* **Task requirements**: An exact copy of all the data, minus the images, is required.

Stored records
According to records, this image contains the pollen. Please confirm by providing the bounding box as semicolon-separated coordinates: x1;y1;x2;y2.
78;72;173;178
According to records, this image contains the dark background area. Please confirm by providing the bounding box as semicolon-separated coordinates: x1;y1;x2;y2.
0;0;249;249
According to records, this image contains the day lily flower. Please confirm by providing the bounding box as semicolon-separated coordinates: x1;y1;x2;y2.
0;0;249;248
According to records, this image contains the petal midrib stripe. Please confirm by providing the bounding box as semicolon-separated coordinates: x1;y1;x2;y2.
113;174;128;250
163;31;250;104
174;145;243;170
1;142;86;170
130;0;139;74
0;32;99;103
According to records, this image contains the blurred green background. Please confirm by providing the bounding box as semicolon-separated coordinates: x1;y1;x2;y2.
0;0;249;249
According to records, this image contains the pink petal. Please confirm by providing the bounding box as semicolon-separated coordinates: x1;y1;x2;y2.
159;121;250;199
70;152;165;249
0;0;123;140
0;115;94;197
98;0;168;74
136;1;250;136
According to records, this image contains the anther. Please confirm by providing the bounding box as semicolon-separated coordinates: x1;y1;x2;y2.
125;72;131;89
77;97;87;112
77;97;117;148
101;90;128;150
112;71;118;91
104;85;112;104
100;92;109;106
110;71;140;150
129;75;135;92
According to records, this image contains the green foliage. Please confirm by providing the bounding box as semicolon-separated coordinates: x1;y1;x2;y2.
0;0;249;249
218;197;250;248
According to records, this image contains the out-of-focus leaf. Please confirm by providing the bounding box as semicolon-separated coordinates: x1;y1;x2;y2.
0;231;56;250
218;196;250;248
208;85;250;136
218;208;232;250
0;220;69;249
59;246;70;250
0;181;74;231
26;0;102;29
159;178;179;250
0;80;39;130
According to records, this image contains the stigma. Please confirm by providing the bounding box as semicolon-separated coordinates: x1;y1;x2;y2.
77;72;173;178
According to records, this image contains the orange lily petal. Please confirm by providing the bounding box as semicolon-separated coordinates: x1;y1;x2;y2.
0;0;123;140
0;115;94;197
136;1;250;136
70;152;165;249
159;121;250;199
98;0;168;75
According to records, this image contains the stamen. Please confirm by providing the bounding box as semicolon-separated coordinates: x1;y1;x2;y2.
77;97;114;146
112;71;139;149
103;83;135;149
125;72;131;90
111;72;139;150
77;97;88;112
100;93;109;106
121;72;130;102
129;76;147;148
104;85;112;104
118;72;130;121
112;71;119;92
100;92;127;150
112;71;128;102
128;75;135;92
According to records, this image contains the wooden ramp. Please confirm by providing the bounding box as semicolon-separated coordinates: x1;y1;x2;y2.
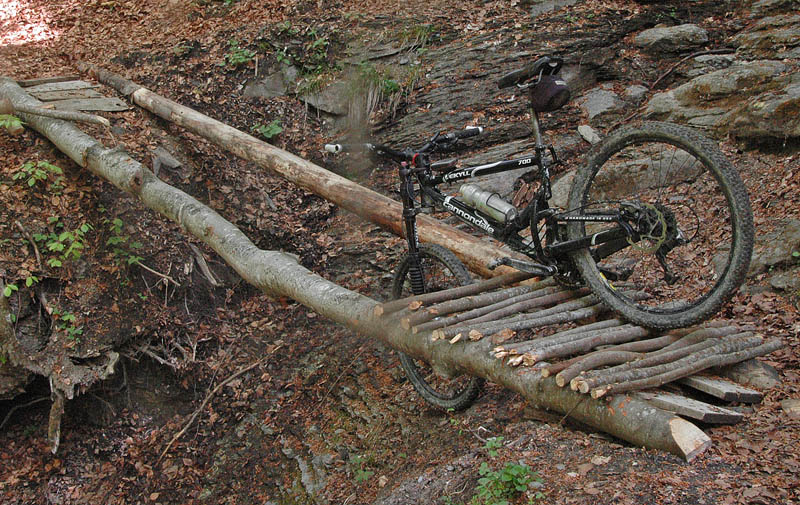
17;75;129;112
377;273;780;427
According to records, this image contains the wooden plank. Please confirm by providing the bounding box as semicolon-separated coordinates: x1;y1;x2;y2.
30;88;105;101
17;75;81;87
43;98;129;112
24;80;100;94
678;376;764;404
636;391;743;424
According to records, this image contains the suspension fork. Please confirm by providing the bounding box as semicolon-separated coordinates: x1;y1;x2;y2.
399;162;426;295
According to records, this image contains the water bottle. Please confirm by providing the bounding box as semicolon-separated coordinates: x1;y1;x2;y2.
459;184;518;224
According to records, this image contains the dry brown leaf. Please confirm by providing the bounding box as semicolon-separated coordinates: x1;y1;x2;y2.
491;328;516;344
468;329;483;341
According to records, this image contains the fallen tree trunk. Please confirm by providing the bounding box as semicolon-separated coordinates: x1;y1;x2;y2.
76;62;519;278
0;76;712;461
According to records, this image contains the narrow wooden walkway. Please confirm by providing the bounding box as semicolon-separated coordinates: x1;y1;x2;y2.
377;272;781;426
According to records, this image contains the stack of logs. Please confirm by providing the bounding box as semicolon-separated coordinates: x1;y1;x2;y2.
376;272;783;398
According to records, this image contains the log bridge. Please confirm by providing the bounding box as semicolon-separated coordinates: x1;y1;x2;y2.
0;70;784;461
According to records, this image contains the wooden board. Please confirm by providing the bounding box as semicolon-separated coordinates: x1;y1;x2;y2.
24;80;100;94
636;391;743;424
678;376;764;404
30;89;105;101
17;75;81;87
43;98;129;112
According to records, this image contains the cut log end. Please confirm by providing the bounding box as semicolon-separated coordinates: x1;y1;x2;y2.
555;373;567;387
590;385;610;399
669;417;712;462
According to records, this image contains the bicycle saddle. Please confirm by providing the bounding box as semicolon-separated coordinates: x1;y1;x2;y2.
497;56;563;88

* **Problem solution**:
According to records, this image contains the pollen. Please confirm by providing the bounding box as semicolon-separated coordinates: x1;y1;x2;y2.
78;72;173;178
According to records, this image contains the dark background area. Please confirm by providing the bounding box as semicolon-separated coordinates: x1;y1;x2;y2.
0;0;249;249
According to records, this image contains the day lily flower. Please confirm by providing the bounding box as semicolon-separated coordinates: x1;y1;x2;y2.
0;0;249;248
According to records, this image contains the petal midrib stripe. Please confirm by providing the bounding box as semicolon-separated coordinates: x1;y1;x2;y2.
113;174;128;250
163;31;250;104
174;145;243;170
1;142;86;170
130;0;139;74
0;32;99;103
According to records, this image contains the blurred green background. Please confirm by providing the bounding box as semicolon-separated coordinates: x1;y1;x2;y2.
0;0;249;249
According to records, this image contains the pink petal. Please confirm by providing the bounding box as semicolon-separated coordinates: x1;y1;x2;y2.
159;121;250;199
70;152;165;249
0;0;123;140
0;115;94;197
98;0;168;74
136;1;250;136
According to records, this image contains the anther. Please confirm by providing the bounding box as semicolon-separated coordinates: x1;y1;x2;y2.
125;72;131;89
77;97;87;112
77;97;117;148
101;90;128;150
112;71;118;91
104;85;112;104
100;92;109;106
110;71;140;150
129;75;135;92
According to records, this image contains the green foliage. Please confirm by providing the bounding box as semicolon-separated coordinates: x1;y1;x2;y2.
0;0;249;249
218;197;250;248
According to records, this image contains the out-of-focus leaf. Please confirm by providing the bounding box as semicolon-separated coordinates: x1;y1;x2;y2.
0;231;56;250
218;196;250;248
208;85;250;136
218;208;232;250
0;220;69;249
59;246;70;250
0;181;74;231
26;0;102;29
159;178;179;250
0;80;39;130
According to records, this image contains the stigma. Please confirm by providing the bounding box as semicolon-separated coordinates: x1;y1;x2;y2.
77;72;173;178
According to records, this image contains the orange lily petal. Please confirm by providing the bounding box as semicolon-separated coordinates: x1;y1;x2;y2.
0;0;123;140
0;115;94;197
136;1;250;136
70;152;165;249
159;121;250;199
98;0;168;75
According to records, this image contains the stamen. Please confirm by providing the bounding box as semicolon-separated coordinates: x1;y1;x2;y2.
77;97;114;146
112;71;139;149
103;83;135;149
125;72;131;90
111;72;139;150
77;97;88;112
100;93;109;106
121;72;130;102
129;76;147;148
104;85;112;104
118;72;130;121
112;71;119;92
100;92;127;150
112;71;128;102
128;75;135;92
According to records, this image contains the wooden ramp. Please confirm by providing the bounding box as semicolon-separated coordinates: x1;y1;x2;y2.
17;75;129;112
377;273;780;427
According to records, this image contains the wooden plank. Please confirm by providing the bounding box as semicolon-separated coordinates: x1;y1;x2;y2.
30;88;105;101
17;75;81;87
43;98;129;112
24;80;100;94
678;376;764;404
636;391;743;424
According to records, this image contains the suspension fork. Please confirm by providing the bounding box as semicolon-separated coordinates: x1;y1;x2;y2.
399;162;426;295
According to records, this image contains the water bottle. Please confirm by providing the bounding box as semicolon-separated coordinates: x1;y1;x2;y2.
459;184;518;224
According to records, this image contains the dry brown leaf. Please confirm by providing the bounding box as semicolon-separated coordinates: x1;y1;x2;y2.
491;328;516;344
468;329;483;341
According to records, this image contains the fallen tree trunk. Please confirm by providing the bounding box as semicolon-separated coordinates: x1;y1;x2;y2.
76;62;519;278
0;76;712;461
According to records, this image contains the narrow wooden walkway. Please confirm by providing the bounding box as semicolon-separated coordinates: x1;y1;x2;y2.
377;272;781;426
According to records, this image contains the stack of logs. Please confirm by providing the bounding box as semicolon-separated coordinates: x1;y1;x2;y2.
376;272;783;398
According to records, this image contains the log bridge. Please confirm by providing the bounding box as semicolon-separated coordinates: x1;y1;x2;y2.
0;70;784;461
According to records, this image contains the wooden board. Please confirm by providing the bounding box as semicolon-separated coordinates: x1;y1;x2;y2.
24;80;100;94
636;391;743;424
678;376;764;404
30;89;105;101
17;75;81;87
43;98;129;112
According to records, this image contains the cut log end. Please confirm by providing the bounding box as semicolon-separated coordinates: x1;y1;x2;y2.
555;373;567;387
590;385;610;399
669;417;712;462
According to records, this image contains the bicycle saddle. Please confirm by providing the bounding box as semicolon-separated coordinates: x1;y1;x2;y2.
497;56;563;88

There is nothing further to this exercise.